_GOAL_. Output the material word for word. Leave each picture out.

Data items
◇ ◇ ◇
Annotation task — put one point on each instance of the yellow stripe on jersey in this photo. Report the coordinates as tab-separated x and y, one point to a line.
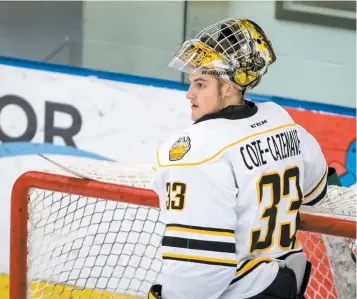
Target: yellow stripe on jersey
200	259
200	230
307	196
222	150
248	266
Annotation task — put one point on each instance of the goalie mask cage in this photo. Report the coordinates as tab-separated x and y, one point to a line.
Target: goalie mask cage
99	237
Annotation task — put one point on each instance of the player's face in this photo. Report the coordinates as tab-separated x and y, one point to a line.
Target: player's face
203	95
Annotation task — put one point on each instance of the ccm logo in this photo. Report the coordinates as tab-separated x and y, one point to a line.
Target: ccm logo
259	124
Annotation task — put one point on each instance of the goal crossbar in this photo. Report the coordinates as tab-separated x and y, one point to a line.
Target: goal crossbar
115	192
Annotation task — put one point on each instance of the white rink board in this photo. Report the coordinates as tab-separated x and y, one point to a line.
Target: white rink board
120	121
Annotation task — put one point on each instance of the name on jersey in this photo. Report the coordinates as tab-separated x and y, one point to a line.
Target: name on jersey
277	147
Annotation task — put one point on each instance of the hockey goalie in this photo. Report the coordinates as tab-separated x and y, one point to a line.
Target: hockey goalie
231	185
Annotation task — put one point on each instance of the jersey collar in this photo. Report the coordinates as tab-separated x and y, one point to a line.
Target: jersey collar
232	112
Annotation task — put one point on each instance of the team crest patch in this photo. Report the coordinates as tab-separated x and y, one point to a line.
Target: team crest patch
180	148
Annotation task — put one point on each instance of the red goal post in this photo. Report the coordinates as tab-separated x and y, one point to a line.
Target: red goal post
125	199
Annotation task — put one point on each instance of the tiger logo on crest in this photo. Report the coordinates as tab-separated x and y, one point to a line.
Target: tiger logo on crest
180	148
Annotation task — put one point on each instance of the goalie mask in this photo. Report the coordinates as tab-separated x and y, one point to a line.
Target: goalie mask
237	50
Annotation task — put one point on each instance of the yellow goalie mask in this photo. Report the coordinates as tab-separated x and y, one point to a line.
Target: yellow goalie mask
237	50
◇ ◇ ◇
_ANSWER FOR THIS EXERCISE_.
Annotation task — put one point on each instance of the yellow stripe on jersey in this photo. Report the coordinates as tab-separated x and y, one point to a line.
Target: yellow stripe on jersey
200	259
200	230
307	196
222	150
248	266
Annotation task — put one point on each instance of the goalie mask cage in this photo. Report the coordinates as tab-separated x and y, one point to a line.
Target: goalie mask cage
99	237
Annotation task — put one point on each instance of the player's face in this photo. Report the coordinates as tab-separated x and y, one point to a line.
Target: player's face
203	95
Annotation task — put one point on each instance of the ccm logo in this photo. Report the coordinates as tab-separated x and y, one point to a line.
Target: ccm logo
259	124
Annotation task — put one point on each instance of the goal crossbar in this photo. Report the coordinates as tab-separated x and y, one point to a line.
Target: goal crossbar
115	192
Annotation task — put one point on each instance of the white rink board in this photo. Report the coordinates as tab-separated x and y, one point to a line.
Target: white rink board
120	121
Annotation task — put one point on each instance of the name on jersey in this photo. Report the coordinates as tab-separated x and y, one point to a line.
Target: name on jersey
277	147
Annotation task — put one point on each instance of the hockey goalie in this photo. Report the coordinates as tab-separated x and y, one point to a line.
Target: hockey goalie
231	185
Annotation task — put one point on each instance of the jersey collar in this photo. Report the coordinates as tab-separated x and y, one point to a line.
Target: jersey collar
232	112
Annotation task — put one point on each instance of the team crest patch in this photo. Report the coordinates as tab-separated x and y, one point to a line.
Target: team crest patch
180	148
Annotation task — put one point on each instance of the red goal post in this photo. Report the coordinates as tab-separated x and y, one point to a line.
Target: red goal post
125	199
Annotation task — put one point on each instance of the tiger logo on crest in this photo. Report the coordinates as tab-separated x and y, one point to a line.
Target: tiger logo on crest
180	148
Annotation task — put one point on each instance of the goalie mask in this photo. Report the coordinates as tab-separated x and y, one point to a line.
Target: goalie mask
237	50
Annotation task — put one point on each instance of the yellow goalie mask in this photo. Report the coordinates as tab-separated x and y, one point to a line.
Target: yellow goalie mask
237	50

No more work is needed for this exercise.